## The problem
The whole listing must be printed again without any alteration.
====== Excerpted records
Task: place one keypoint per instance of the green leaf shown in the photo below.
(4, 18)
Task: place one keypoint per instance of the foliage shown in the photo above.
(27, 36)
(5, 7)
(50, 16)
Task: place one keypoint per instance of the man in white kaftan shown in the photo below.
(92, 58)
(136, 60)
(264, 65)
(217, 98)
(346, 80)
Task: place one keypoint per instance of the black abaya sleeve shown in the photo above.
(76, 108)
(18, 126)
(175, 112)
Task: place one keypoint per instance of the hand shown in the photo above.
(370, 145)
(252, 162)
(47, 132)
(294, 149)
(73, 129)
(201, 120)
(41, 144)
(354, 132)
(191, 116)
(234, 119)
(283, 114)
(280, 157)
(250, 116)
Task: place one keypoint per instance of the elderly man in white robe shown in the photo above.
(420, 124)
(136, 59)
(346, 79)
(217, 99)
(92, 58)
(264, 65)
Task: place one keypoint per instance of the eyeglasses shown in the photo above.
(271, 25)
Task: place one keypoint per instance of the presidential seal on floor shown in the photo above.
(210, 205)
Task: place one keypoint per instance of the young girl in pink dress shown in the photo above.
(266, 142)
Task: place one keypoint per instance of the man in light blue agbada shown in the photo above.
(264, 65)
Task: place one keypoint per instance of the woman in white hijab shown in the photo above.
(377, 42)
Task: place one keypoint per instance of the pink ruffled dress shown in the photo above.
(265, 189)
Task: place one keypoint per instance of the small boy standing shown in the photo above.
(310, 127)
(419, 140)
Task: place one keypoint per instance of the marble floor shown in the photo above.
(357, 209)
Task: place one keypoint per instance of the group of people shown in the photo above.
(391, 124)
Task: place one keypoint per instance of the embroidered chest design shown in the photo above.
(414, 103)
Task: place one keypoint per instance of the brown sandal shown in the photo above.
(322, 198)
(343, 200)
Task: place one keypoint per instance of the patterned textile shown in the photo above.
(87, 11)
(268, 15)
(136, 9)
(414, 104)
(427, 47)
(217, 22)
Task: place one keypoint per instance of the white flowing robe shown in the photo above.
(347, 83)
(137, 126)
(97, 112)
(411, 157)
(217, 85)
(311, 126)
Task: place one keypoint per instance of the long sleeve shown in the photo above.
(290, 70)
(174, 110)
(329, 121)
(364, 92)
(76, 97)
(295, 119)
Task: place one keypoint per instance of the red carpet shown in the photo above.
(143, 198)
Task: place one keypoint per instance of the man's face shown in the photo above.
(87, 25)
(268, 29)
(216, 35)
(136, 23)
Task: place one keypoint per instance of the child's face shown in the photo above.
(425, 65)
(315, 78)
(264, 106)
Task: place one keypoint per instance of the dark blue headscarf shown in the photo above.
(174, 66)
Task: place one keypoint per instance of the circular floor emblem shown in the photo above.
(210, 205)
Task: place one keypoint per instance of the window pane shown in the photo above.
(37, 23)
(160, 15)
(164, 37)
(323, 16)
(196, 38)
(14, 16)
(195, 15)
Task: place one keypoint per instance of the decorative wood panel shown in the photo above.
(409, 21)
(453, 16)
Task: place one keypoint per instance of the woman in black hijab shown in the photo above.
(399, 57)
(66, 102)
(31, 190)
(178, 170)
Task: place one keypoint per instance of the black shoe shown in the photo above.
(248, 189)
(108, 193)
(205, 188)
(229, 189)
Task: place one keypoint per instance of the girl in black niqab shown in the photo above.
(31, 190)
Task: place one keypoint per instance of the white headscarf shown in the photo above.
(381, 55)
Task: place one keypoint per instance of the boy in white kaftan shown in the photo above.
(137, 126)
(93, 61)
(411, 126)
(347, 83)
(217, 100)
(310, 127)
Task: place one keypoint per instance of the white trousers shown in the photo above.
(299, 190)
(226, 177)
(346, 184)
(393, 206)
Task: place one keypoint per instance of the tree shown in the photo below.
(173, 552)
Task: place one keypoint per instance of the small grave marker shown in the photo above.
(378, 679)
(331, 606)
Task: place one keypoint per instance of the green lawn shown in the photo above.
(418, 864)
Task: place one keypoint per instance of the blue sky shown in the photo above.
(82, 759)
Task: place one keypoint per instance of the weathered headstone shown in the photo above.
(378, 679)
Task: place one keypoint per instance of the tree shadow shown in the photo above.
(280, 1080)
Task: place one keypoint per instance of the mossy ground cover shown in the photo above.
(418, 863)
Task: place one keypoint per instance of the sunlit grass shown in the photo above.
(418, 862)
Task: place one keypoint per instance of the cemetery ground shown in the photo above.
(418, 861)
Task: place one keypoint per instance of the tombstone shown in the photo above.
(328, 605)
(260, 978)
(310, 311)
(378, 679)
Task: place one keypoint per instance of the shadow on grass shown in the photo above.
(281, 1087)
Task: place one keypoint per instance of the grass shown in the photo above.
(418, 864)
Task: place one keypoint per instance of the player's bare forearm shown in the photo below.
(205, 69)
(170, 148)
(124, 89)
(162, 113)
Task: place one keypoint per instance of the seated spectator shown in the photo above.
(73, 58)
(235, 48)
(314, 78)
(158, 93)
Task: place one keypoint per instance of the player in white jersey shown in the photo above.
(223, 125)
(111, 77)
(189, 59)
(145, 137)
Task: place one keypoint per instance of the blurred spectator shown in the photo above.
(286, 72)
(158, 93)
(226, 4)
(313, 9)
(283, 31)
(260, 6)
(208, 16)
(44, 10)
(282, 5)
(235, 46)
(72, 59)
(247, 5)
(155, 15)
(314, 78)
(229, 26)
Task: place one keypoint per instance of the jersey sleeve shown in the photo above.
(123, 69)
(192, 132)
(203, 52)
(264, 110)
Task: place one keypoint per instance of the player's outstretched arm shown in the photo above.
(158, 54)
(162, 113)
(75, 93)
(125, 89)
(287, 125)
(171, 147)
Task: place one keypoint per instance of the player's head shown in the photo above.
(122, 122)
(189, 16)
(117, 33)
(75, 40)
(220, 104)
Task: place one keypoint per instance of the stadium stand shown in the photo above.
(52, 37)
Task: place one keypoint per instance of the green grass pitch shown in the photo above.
============
## Exercise result
Task: place one keypoint per instance of the green leaf shown in the photo below.
(4, 18)
Task: place one keypoint per instance of the foliage shown in the photo above.
(27, 36)
(5, 7)
(50, 16)
Task: place one keypoint per instance of the man in white kaftan shown in the photo below.
(92, 58)
(136, 60)
(264, 65)
(217, 98)
(346, 80)
Task: place one keypoint per instance of the black abaya sleeve shown in the photo above.
(76, 108)
(18, 126)
(175, 112)
Task: place one keypoint per instance of the hand shown in the photo above.
(370, 145)
(252, 162)
(47, 132)
(294, 149)
(73, 129)
(201, 120)
(41, 144)
(354, 132)
(191, 116)
(234, 119)
(283, 114)
(280, 157)
(250, 116)
Task: place one keypoint per instance of the elderly man in white robe shown in the photo above.
(420, 124)
(136, 59)
(346, 79)
(217, 99)
(92, 58)
(264, 65)
Task: place one keypoint per instance of the eyeglasses shown in the photo above.
(271, 25)
Task: place one keypoint per instance of the presidential seal on floor shown in the photo above.
(210, 205)
Task: place one keypoint per instance of the young girl in pink dress shown in the photo above.
(266, 142)
Task: place one keypoint per instance of the man in light blue agbada shown in the photo above.
(264, 65)
Task: place one keypoint per instance of the woman in white hijab shown in the photo above.
(377, 42)
Task: place one keypoint per instance of the pink ruffled dress shown in the photo above.
(265, 189)
Task: place one keypoint per instance of the small boy standing shown in the photo above.
(310, 127)
(419, 140)
Task: place one keypoint per instance of the marble floor shown in the photo above.
(357, 209)
Task: place one keypoint per instance of the group of people shown in the photo above.
(391, 124)
Task: place one keypoint per instance of the embroidered chest design shown in the photo above.
(414, 103)
Task: place one keypoint per instance of the brown sandal shown in the photo above.
(322, 198)
(343, 200)
Task: place one keypoint per instance of the patterned textile shown in the photo above.
(87, 11)
(268, 15)
(136, 9)
(414, 104)
(427, 47)
(217, 22)
Task: place one keypoint per instance of the white flowing robe shown in the photo above.
(347, 83)
(137, 126)
(97, 112)
(411, 157)
(217, 85)
(311, 126)
Task: place one keypoint per instance of the long sleeve shown in the photo above.
(290, 70)
(174, 110)
(329, 121)
(364, 92)
(76, 97)
(295, 119)
Task: place one keypoint per instance of the red carpet shown in the photo above.
(143, 198)
Task: place one keypoint per instance of the man's face shown in the photo above.
(87, 25)
(268, 29)
(216, 35)
(136, 23)
Task: place one keypoint per instance of the child's face shown in the photo above.
(425, 65)
(315, 78)
(264, 106)
Task: place one keypoint per instance of the dark blue headscarf shown in the photo above.
(174, 66)
Task: place one keypoint per instance of the circular floor emblem shown in the photo above.
(210, 205)
Task: place one keypoint per instance of the window pane shown in the photo above.
(37, 23)
(160, 15)
(164, 37)
(323, 16)
(196, 38)
(14, 16)
(195, 15)
Task: place one keypoint per instance of the decorative wood panel shown in the photo above.
(409, 21)
(453, 16)
Task: place one keypoint per instance of the woman in black hijab shown in the photo above.
(399, 57)
(66, 102)
(31, 190)
(178, 170)
Task: place one keypoint per instance of the black shoe shown in the photo above.
(248, 189)
(108, 193)
(205, 188)
(229, 189)
Task: place one keypoint per instance of the girl in black niqab shown in the photo above.
(31, 190)
Task: place one keypoint per instance of the white headscarf shown in the photo above.
(381, 55)
Task: place one keypoint per instance of the boy in white kaftan shown in the photo above.
(137, 126)
(93, 61)
(411, 126)
(347, 83)
(217, 100)
(310, 127)
Task: place one keypoint per instance of the white trousers shown in the photo above.
(299, 190)
(226, 177)
(346, 184)
(393, 206)
Task: place one keypoint per instance of the tree shown in the photo below.
(173, 552)
Task: place one keypoint per instance of the small grave marker shown in the photo above.
(378, 679)
(331, 606)
Task: place one keypoint per instance of the green lawn shown in the photo above.
(418, 864)
Task: place one keypoint per instance of the blue sky shown in the photo above.
(82, 759)
Task: place one keypoint per instance of the weathered headstone shown in the photo above.
(378, 679)
Task: place one keypoint per instance of the tree shadow shown in the photo above.
(280, 1080)
Task: place one keypoint per instance of the mossy ground cover shown in the photo above.
(418, 863)
Task: place one keypoint per instance of the sunlit grass shown in the photo above.
(418, 862)
Task: place one keypoint per instance of the cemetery ground shown in the photo above.
(418, 861)
Task: place one keypoint per instance of the tombstone shown in the photo above.
(328, 605)
(260, 978)
(310, 311)
(378, 679)
Task: place one keypoint per instance of the shadow on grass shown in the photo above.
(281, 1087)
Task: place one keypoint per instance of the grass shown in the photo above.
(418, 864)
Task: place one keypoint per instance of the player's bare forearm shown in the photo below.
(205, 69)
(170, 148)
(124, 89)
(162, 113)
Task: place one keypoint per instance of the seated spectator shown in the photo above.
(73, 58)
(235, 48)
(314, 78)
(158, 93)
Task: place one keypoint per instance of the player in white jersey shown in the photo above.
(223, 125)
(111, 77)
(189, 59)
(145, 137)
Task: place one keypoint per instance of the blurred spectator shown in the photo above.
(286, 72)
(158, 93)
(226, 4)
(313, 9)
(283, 31)
(260, 6)
(208, 16)
(44, 10)
(282, 5)
(235, 46)
(72, 59)
(247, 5)
(155, 15)
(314, 78)
(229, 26)
Task: place one keypoint per instance of the jersey sleeve shown in the photo above.
(123, 69)
(192, 132)
(203, 52)
(264, 110)
Task: place one keypoint per instance of the player's outstretched arm shown in the photo above.
(158, 54)
(162, 113)
(75, 93)
(125, 89)
(287, 125)
(171, 147)
Task: place one keypoint per instance of the player's head shown in the photo above.
(122, 122)
(189, 16)
(117, 33)
(75, 40)
(220, 104)
Task: place one keypoint per instance of the stadium stand shown in the photo above.
(52, 37)
Task: place one keypoint per instance of the green grass pitch shown in the photo above.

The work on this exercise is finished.